» **本文**:
==*==

発達障害への適切な理解や支援が進むことは、犯罪による社会的損失を抑制するだけでなく、これからの将来を担っていく健全な若者を増やすことにつながるのだ。

相談先がシステムとして確立されていない

 発達障害は生まれつきの障害であり、他の障害と比べてわかりづらいものの幼い頃からその言動に傾向がある。それでは誰が最初に気づき、どのようなケアができるのだろうか。
 最初に子どもの行動特性に気づくのは誰か。一般的に3つのケースが考えられる。家庭での親、教育現場での保育士や教師、自治体が行う乳幼児検査での医師。しかし、親は専門知識の有無に関わらず「自分の子どもに限っては発達障害ではないだろう」という心理が働き、発見が遅れることが多いという。また、保育士や教師は専門知識があり、それとなく発達障害の可能性を感じながらも、それを保護者に伝えることに躊躇することもある。そして発達障害は集団活動の中での観察も重要であることから、乳幼児検査だけでは発見が難しい場合もある。
 発達障害の可能性を発見されたとしても、最初に気づく人によって教育相談所、スクールカウンセラー、巡回相談員、専門家、専門医など現状では相談先がまちまちである。
相談先に迷う場合はどうするのか。
 発達障害の相談先には小児神経科、児童精神科のある医療機関やクリニックで受診してみることが望ましいが、その前にかかりつけの小児科医師に相談をして医療機関を紹介してもらうことも可能だ。また、医療機関の受診前に地域の保健センター、子育て支援センター、児童相談センターといった機関や自治体の窓口に相談することもできる。ただし、発達障害について詳しい人というのは、教育・医療機関にもまだごく少数なので、セカンドオピニオンも視野に入れるべきだろう。
参考:榊原先生ご提供資料
 東京都を例に挙げると、発達障害と診断された就学前の児童が小学校の通常学級、特別支援学級、特別支援学校のいずれに入学するかは、保護者と就学相談と医師診断の3者の意見を総合するが、最終的には医師診断によって決定されるシステムになっている。
 たとえ親が通常学級に行かせたいと願っても、相談をした医師に「通常学級は不適切」とされたらかなわないことになる。しかし、その現行システムに対して榊原先生は「教育者ではない医師が教育的判断を下すのはいかがなものか」と、異論を唱えている。
 また、一度特別支援学校に入学したら、公立の通常学級に転校することは難しい。この「片道切符」のような現状が「なんとしても小学校の通常学級に入れたい」と考える親が増える一因ともなっている。
出典:「特別支援教育の現状と課題」文部科学省 初等中等教育局 特別支援教育課(平成26年12月4日)

==*==

» **データ抜粋**:

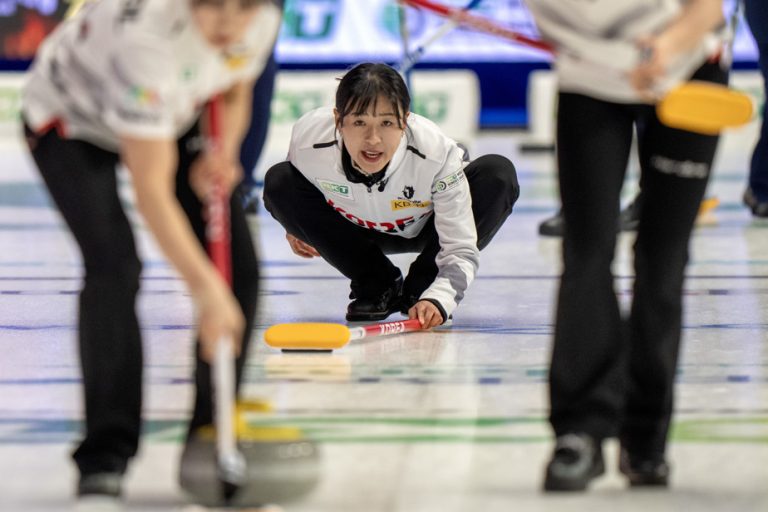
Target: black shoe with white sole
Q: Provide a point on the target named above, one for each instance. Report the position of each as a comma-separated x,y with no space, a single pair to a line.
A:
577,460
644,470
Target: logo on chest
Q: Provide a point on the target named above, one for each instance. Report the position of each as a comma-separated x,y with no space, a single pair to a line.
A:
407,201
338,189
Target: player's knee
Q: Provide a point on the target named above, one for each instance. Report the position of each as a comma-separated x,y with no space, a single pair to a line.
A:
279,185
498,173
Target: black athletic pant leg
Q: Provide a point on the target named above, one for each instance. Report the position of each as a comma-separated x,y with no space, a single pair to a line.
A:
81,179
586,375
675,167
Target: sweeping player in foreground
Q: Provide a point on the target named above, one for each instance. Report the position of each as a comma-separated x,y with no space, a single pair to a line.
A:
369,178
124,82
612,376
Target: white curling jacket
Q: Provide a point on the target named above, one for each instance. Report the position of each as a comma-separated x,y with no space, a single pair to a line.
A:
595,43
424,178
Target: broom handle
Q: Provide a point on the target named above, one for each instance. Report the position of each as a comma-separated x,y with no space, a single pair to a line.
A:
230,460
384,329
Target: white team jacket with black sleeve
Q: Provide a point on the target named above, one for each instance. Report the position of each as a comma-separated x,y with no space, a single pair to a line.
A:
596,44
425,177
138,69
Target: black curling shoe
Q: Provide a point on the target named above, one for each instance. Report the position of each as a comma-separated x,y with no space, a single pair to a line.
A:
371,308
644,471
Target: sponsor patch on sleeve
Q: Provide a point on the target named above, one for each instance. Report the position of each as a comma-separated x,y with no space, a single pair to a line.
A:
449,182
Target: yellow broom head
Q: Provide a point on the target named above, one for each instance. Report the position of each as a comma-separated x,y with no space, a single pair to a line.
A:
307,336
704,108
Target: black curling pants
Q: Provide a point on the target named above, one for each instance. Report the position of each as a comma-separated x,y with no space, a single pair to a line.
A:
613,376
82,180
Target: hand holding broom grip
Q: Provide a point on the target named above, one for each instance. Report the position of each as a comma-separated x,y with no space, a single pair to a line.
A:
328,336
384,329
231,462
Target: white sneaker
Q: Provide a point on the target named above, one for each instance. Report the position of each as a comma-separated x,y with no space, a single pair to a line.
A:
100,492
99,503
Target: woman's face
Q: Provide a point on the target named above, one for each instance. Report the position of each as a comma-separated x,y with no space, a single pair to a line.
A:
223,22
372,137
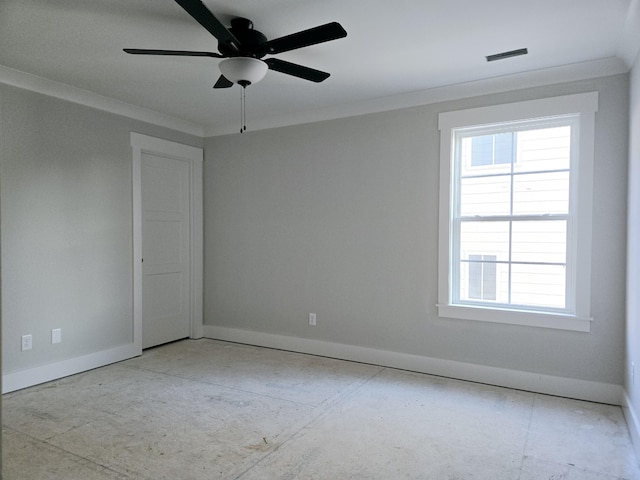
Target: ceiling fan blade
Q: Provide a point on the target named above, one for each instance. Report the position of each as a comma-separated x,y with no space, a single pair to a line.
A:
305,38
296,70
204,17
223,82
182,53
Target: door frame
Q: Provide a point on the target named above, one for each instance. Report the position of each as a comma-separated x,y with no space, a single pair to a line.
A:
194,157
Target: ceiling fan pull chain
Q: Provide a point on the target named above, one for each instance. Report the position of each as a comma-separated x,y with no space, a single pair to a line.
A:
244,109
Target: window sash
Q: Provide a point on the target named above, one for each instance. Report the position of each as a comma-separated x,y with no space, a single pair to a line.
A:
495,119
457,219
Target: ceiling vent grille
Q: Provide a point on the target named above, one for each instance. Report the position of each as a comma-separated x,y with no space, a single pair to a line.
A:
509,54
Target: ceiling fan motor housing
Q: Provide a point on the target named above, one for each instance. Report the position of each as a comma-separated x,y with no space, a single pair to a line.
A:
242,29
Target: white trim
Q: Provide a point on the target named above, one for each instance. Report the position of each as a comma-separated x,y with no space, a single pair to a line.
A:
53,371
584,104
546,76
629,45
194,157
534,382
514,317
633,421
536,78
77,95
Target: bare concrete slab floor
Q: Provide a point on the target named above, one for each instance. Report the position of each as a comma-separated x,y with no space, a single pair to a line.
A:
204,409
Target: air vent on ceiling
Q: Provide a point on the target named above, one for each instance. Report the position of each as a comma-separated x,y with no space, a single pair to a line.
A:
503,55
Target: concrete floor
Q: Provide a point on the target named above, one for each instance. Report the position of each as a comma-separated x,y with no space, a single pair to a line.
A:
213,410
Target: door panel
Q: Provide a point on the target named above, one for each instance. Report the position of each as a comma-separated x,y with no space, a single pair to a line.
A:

==*==

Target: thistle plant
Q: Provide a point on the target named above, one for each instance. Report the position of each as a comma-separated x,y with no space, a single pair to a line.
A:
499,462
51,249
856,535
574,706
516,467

==*==

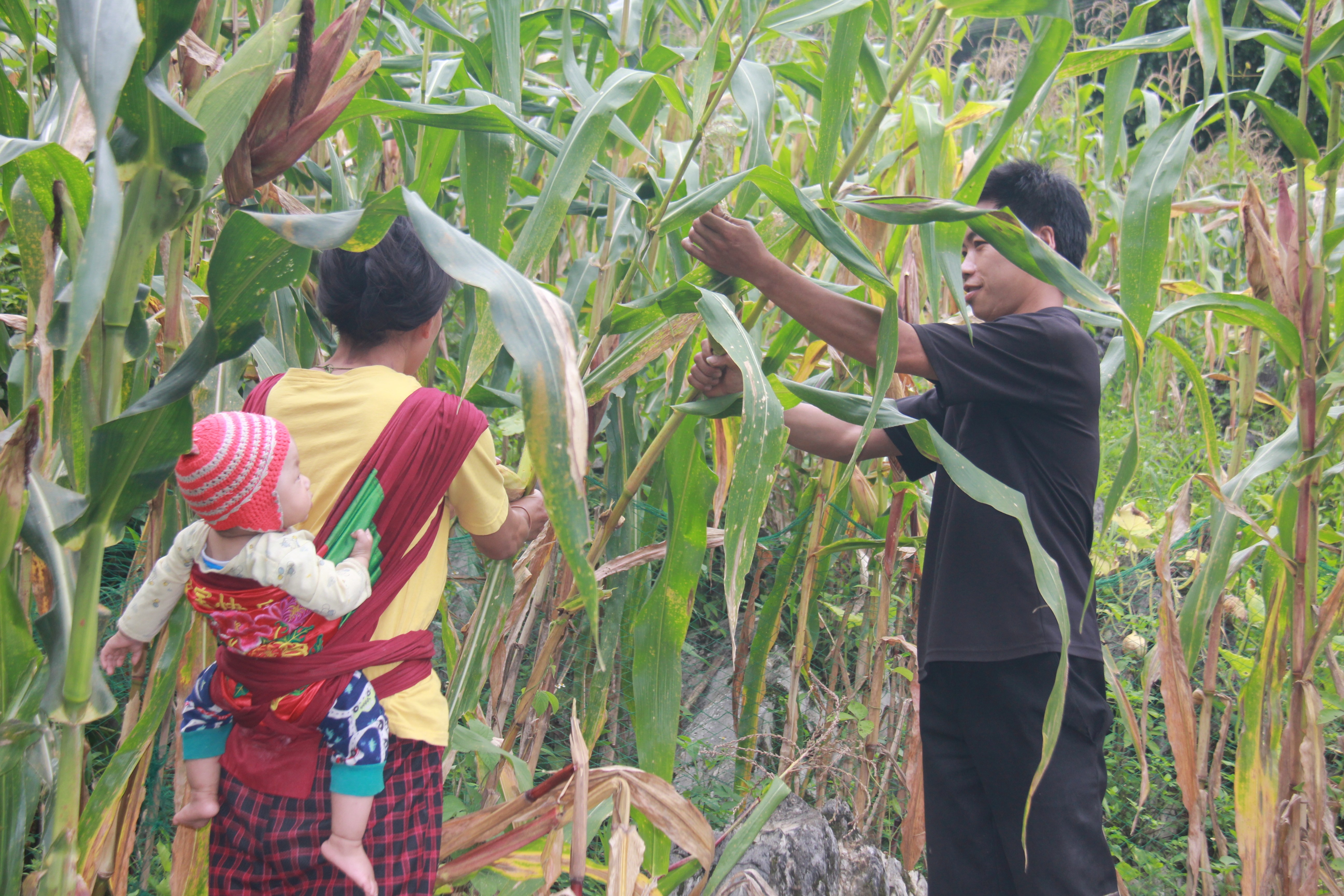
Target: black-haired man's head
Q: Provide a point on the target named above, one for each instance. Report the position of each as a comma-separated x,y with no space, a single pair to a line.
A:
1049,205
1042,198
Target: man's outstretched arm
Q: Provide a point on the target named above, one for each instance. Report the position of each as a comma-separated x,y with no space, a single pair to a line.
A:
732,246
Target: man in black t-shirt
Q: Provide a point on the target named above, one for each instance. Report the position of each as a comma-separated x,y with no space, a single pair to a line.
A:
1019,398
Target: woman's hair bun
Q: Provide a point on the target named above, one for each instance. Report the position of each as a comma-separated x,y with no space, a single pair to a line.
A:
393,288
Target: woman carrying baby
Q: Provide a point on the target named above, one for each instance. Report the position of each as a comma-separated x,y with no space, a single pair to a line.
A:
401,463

==*==

» **次の課題**:
1. 本文で、発達障害の可能性に最初に気づく人によって「まちまちである」とされている相談先をすべて挙げなさい。
2. 本文について、次の問いに答えなさい。
(a) 子どもの行動特性に最初に気づくのは、一般的にいくつのケースが考えられるとされているか。
(b) 医療機関を紹介してもらうために相談できるのは、どの医師か。
(c) 東京都の例では、就学先は最終的に何によって決定されるか。

» **課題別の解答**:
1. 教育相談所、スクールカウンセラー、巡回相談員、専門家、専門医

2.
(a) 3つ
(b) かかりつけの小児科医師
(c) 医師診断